*Written instruction*
Please output, word for word, the lines of the data below that run between the line holding "Where can the blue sky" and the line holding "<point>421,140</point>", inclusive.
_ _ _ _ _ _ _
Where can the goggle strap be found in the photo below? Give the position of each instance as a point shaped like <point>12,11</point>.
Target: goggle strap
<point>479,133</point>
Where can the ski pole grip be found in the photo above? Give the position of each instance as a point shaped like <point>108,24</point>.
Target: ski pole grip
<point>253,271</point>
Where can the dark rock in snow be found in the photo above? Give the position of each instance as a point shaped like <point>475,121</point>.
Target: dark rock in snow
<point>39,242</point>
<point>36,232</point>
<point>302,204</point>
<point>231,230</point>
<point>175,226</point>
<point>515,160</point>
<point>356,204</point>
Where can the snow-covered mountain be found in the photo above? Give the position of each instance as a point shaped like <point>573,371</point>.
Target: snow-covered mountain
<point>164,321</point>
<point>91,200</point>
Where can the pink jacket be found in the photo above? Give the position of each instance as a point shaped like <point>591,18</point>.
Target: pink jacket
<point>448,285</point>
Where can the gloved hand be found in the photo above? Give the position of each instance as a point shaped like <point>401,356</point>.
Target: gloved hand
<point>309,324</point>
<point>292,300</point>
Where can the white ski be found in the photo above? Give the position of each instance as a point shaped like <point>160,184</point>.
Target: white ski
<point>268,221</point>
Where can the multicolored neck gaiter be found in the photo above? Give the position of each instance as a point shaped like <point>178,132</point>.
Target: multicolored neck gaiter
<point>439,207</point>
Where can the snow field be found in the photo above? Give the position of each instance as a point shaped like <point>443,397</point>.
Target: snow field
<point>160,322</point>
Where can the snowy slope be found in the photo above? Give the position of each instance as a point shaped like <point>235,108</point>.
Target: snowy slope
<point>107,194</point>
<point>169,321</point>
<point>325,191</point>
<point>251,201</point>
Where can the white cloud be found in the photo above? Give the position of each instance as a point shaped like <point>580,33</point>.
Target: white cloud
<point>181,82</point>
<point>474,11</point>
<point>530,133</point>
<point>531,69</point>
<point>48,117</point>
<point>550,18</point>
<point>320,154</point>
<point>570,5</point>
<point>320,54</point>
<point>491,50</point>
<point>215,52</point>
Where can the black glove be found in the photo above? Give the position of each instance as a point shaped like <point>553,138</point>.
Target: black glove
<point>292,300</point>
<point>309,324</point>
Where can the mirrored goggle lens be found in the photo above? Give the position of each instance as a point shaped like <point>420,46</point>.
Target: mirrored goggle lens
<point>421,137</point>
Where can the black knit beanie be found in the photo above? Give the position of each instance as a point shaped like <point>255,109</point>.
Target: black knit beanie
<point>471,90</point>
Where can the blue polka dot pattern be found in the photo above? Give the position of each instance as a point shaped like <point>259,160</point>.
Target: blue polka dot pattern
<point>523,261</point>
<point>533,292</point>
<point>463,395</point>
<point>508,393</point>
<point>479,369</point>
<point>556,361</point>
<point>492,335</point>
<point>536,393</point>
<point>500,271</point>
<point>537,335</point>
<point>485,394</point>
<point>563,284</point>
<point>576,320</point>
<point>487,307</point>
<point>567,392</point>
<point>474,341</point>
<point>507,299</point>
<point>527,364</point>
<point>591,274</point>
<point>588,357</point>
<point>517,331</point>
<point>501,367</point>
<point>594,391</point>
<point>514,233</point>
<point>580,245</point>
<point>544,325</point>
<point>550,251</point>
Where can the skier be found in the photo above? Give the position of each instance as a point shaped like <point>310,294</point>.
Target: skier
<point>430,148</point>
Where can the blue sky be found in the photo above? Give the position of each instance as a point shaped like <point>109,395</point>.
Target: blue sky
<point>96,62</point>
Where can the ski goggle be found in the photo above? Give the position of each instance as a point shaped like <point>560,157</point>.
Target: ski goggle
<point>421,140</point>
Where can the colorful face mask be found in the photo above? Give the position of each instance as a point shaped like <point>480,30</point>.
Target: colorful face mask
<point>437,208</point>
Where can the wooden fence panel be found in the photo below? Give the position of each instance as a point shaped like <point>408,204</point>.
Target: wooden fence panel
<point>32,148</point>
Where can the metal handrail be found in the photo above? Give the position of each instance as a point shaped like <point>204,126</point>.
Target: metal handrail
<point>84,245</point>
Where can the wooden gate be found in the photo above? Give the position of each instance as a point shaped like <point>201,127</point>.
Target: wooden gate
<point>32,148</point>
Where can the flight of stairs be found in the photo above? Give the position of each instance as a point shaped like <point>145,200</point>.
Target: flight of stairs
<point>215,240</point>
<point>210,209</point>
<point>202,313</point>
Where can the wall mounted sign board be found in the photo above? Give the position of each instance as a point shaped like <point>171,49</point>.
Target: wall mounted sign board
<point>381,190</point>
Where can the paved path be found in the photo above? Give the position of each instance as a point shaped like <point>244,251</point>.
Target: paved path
_ _ _ _ _ _ _
*Result of this exercise*
Where can the blue sky be found in the photo above? Give the position of each instance as a point shaped like <point>109,395</point>.
Target: blue sky
<point>96,62</point>
Where can the ski goggle be found in the photo above? Give the position of each instance as a point shaped like <point>560,157</point>.
Target: ski goggle
<point>421,140</point>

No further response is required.